» **Document extract**
4 Data understanding

In data understanding, you:

  • Import data
  • Clean data
  • Format data properly
  • Create new variables
  • Get an overview about the complete data
  • Split data into training and test set using stratified sampling
  • Discover and visualize the data to gain insights

4.1 Imort Data

First of all, let’s import the data:

library(tidyverse)

LINK <- "https://raw.githubusercontent.com/kirenz/datasets/master/housing_unclean.csv"
housing_df <- read_csv(LINK)

4.2 Clean data

To get a first impression of the data we take a look at the top 4 rows:

library(gt)

housing_df %>% 
  slice_head(n = 4) %>% 
  gt() # print output using gt
longitude latitude housing_median_age total_rooms total_bedrooms population households median_income median_house_value ocean_proximity
-122 38 41.0years 880 129 322 126 8.3 452600.0$ NEAR BAY
-122 38 21.0 7099 1106 2401 1138 8.3 358500.0 NEAR BAY
-122 38 52.0 1467 190 496 177 7.3 352100.0 NEAR BAY
-122 38 52.0 1274 235 558 219 5.6 341300.0 NEAR BAY

Notice the values in the first row of the variables housing_median_age and median_house_value. We need to remove the strings “years” and “$” with the function str_remove_all from the stringr package. Since there could be multiple wrong entries of the same type, we apply our corrections to all of the rows of the corresponding variable:

library(stringr)

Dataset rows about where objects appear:
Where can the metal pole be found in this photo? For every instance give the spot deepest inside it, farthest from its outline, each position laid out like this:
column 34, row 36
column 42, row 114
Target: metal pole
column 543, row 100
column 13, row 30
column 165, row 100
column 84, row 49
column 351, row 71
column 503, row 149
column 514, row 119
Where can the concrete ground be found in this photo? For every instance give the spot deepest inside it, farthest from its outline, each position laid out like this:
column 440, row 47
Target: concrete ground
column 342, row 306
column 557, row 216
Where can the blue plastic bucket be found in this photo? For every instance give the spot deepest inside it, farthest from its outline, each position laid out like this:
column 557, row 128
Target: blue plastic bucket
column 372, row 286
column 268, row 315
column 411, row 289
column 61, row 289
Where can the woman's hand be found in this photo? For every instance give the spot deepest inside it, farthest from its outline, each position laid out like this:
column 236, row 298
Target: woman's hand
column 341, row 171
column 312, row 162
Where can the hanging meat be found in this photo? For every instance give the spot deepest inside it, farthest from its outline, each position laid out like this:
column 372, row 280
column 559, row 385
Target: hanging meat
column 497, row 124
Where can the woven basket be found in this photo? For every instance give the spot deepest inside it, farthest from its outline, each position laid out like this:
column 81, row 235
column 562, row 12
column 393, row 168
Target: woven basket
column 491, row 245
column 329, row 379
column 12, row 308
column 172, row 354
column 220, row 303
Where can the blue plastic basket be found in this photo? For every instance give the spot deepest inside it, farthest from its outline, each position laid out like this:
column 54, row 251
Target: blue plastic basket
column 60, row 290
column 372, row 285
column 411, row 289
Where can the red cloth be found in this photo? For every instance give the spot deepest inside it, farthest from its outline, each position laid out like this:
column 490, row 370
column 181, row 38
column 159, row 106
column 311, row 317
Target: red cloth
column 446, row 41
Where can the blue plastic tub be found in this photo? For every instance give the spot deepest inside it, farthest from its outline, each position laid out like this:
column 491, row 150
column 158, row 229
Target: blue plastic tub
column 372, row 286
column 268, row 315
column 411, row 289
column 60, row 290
==
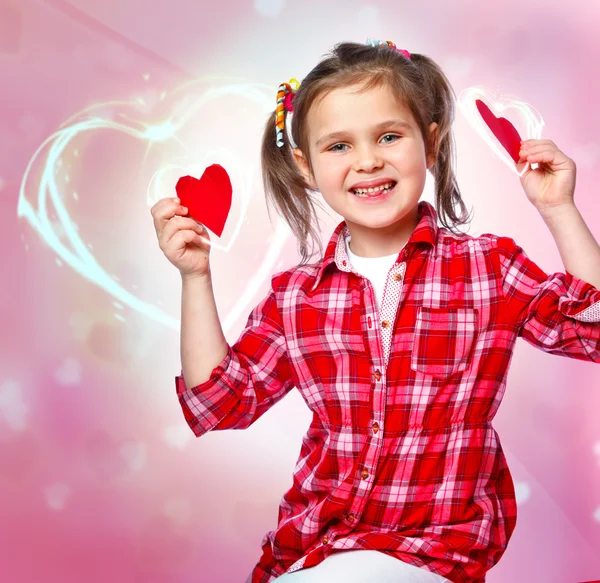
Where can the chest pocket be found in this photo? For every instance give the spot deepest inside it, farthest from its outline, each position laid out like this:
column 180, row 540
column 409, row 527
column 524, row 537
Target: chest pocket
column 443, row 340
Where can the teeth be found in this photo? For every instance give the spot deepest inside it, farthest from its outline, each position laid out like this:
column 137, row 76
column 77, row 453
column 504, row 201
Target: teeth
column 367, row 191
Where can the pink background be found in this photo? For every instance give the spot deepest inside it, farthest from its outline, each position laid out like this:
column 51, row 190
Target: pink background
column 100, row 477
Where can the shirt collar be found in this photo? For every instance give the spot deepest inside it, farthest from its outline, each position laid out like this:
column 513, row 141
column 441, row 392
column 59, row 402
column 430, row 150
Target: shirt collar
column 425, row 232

» **Tasks to carry out**
(1) In the data understanding tutorial, which function is used to remove the strings "years" and "$"?
(2) Translate this sentence from the data understanding tutorial into Spanish: "To get a first impression of the data we take a look at the top 4 rows:"
(3) Extract the passage of the data understanding tutorial from "4.1 Imort Data" up to and including "library(gt)".
The items in these two blocks have no connection to the data understanding tutorial.

» **Expected responses**
(1) The function str_remove_all from the stringr package.

(2) Para tener una primera impresión de los datos, echamos un vistazo a las 4 primeras filas:

(3)
4.1 Imort Data

First of all, let’s import the data:

library(tidyverse)

LINK <- "https://raw.githubusercontent.com/kirenz/datasets/master/housing_unclean.csv"
housing_df <- read_csv(LINK)

4.2 Clean data

To get a first impression of the data we take a look at the top 4 rows:

library(gt)